What is asked
1. In the forum thread about cruising Bristol in Santa Ana, which costs does lowdude13 say were too pricey to keep paying?
2. Write the next part of the forum thread about cruising Bristol in Santa Ana, starting after its final header.

Document segment
# CRUISING DOWN BRISOL SANTA ANA CALIFORNIA



## Tripps (Mar 28, 2012)

WHAT HAPPEND TO CRUISING DOWN BRISTOL ON FRIDAYS,SATERDAYS,AND SUNDAYS


----------



## lowdude13 (Aug 30, 2008)

the cops always break up a hot spot to cruzz like whitterir blvd crenshaw hollywood bristol those tikets and impunds fee's r too pricy to keep paying thats y now we have parking lot cruzz nights which i think they r badd ass u have food music u get to check other homeis rides up close and meet pepole. and when we cruzzed the street u had those crazy fo's that f it up for all of us ,thats one resone theres no heavy street cruzing any more, botttom line we will keep cruzzing its here to stay :thumbsup:


----------



## Tripps (Mar 28, 2012)

lowdude13 said:


> the cops always break up a hot spot to cruzz like whitterir blvd crenshaw hollywood bristol those tikets and impunds fee's r too pricy to keep paying thats y now we have parking lot cruzz nights which i think they r badd ass u have food music u get to check other homeis rides up close and meet pepole. and when we cruzzed the street u had those crazy fo's that f it up for all of us ,thats one resone theres no heavy street cruzing any more, botttom line we will keep cruzzing its here to stay :thumbsup:


true but like 6 years ago bristol got down it was crazy


----------



## Tripps (Mar 28, 2012)




----------



## Tripps (Mar 28, 2012)

Tripps said:


>


now thats real cruising


----------



## Big Rob 65ss13 (Sep 4, 2012)

Tmft....there ain't nothing like bristol on Easter!! SURENOSTYLE. C.C...


----------



## Tripps (Mar 28, 2012)

Big Rob 65ss13 said:


> Tmft....there ain't nothing like bristol on Easter!! SURENOSTYLE. C.C...


yea but rember how the cops closed it down with the spikes and shit


----------



## Tripps (Mar 28, 2012)

us santaneros have to bring it back to put bristol as the cruising capitol


----------



## Big Rob 65ss13 (Sep 4, 2012)

Yup then everyone headed down to main st


----------



## FUNKaheim714 (Nov 11, 2010)

TTT


----------



## Tripps (Mar 28, 2012)

Big Rob 65ss13 said:


> Yup then everyone headed down to main st


it would be sick if there was a huge cruising like there use to be back in the day in 5 de mayo


----------



## baldylatino (Sep 5, 2011)

Source data
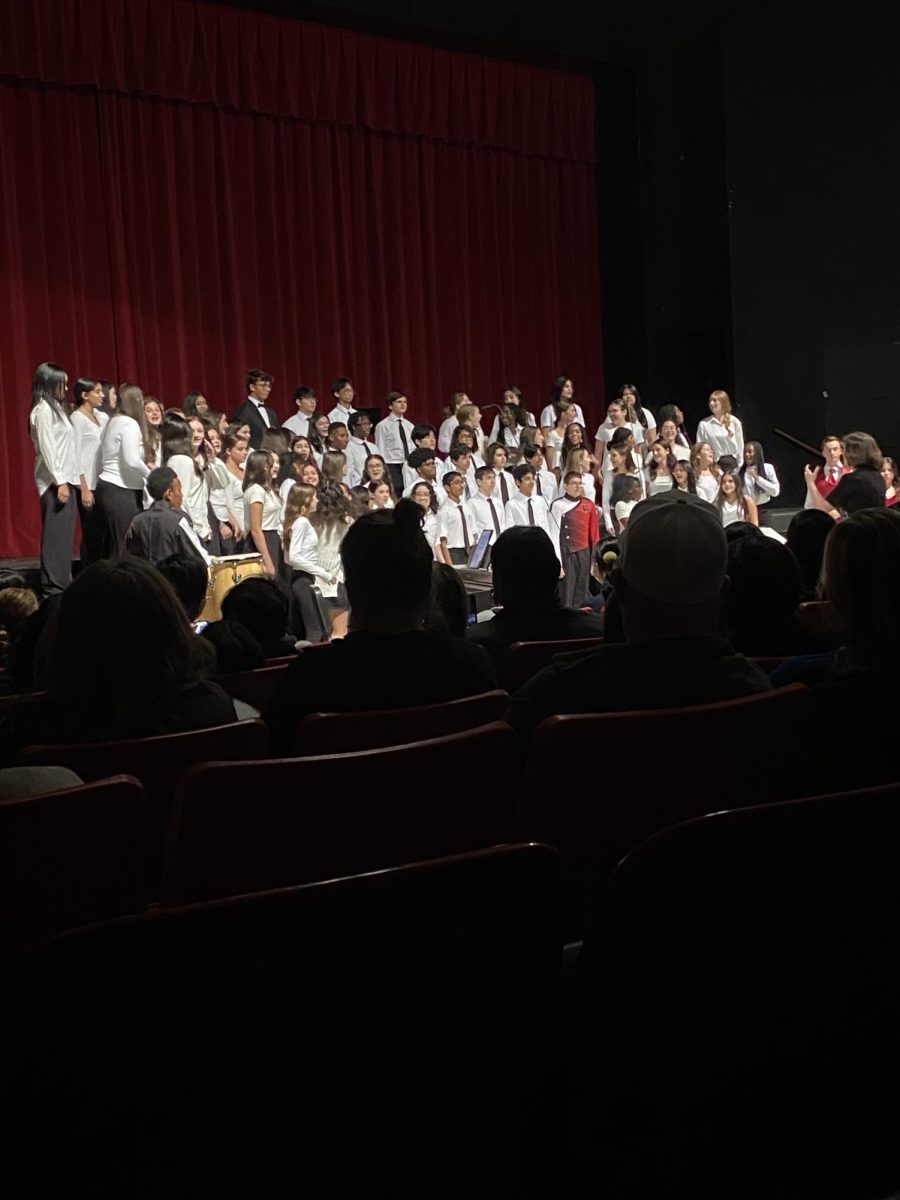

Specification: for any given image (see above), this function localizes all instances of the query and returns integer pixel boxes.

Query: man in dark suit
[232,371,281,450]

Outputs in order
1. Tickets and impound fees.

2.
Daymnnnn, that brought back memories on my buick!!! Back in 2000


----------



## Big Rob 65ss13 (Sep 4, 2012)

Yes sir i had a 86 buick charcoal grey.back then


----------



## 1968IMPALACUSTOM (Oct 30, 2007)

Tripps said:


>


thats why we cant cruise people burning out and acting stupid :facepalm:


----------



## dreamer1 (Feb 12, 2012)

1968IMPALACUSTOM said:


> thats why we cant cruise people burning out and acting stupid :facepalm:


X1000


----------



## dreamer1 (Feb 12, 2012)

Tripps said:


> us santaneros have to bring it back to put bristol as the cruising capitol


Dont u live in costa mesa foo.....lol


----------



## 714uniques (Feb 18, 2009)

1968IMPALACUSTOM said:


> thats why we cant cruise people burning out and acting stupid :facepalm:


 I AGREE !!!!!


----------



## el guey (Aug 26, 2012)

The youngsters are the ones that think it's cool to do burnouts donuts etc to do in the street and it makes us cruisers look BAD! That is all carry on


----------



## lowdude13 (Aug 30, 2008)

1968IMPALACUSTOM said:


> thats why we cant cruise people burning out and acting stupid  :facepalm:


yup we have those stupid people out here in the ie too they fuck it up for us so cops r always on our ass when we cruz so i agree with u brother :yes:


----------



## Sporty67 (Apr 15, 2011)

We don't allow cats to do burn out in the west end area we stop the problem as soon as it happen we keep our Cruz night n cruzin as safe as possible this is why Judas don't fuck with low riding in the west end part of the ie as soon as those idiots come do a burn out we roll up to them have them shake the spot theres kids on the set driving around on thier Lowrider bikes n shit fuck those idiots burning out this ain't a jungle


----------



## Sporty67 (Apr 15, 2011)

lowdude13 said:


> yup we have those stupid people out here in the ie too they fuck it up for us so cops r always on our ass when we cruz so i agree with u brother :yes:


What part of the ie ? Not the west end ie


----------



## Tripps (Mar 28, 2012)

dreamer1 said:


> Dont u live in costa mesa foo.....lol


yea i been ther 1 year but i was born and raised in santa ana and am never in costa mesa am in santa ana all the time


----------



## dreamer1 (Feb 12, 2012)

hno:
Wow ....crusing down bristol que no.......


----------



## Tripps (Mar 28, 2012)

All day ever day


----------



## Johnny562 (Jan 25, 2008)

I always wondered, why Bristol and not Main?


----------



## harbor area 64 rag (Mar 22, 2009)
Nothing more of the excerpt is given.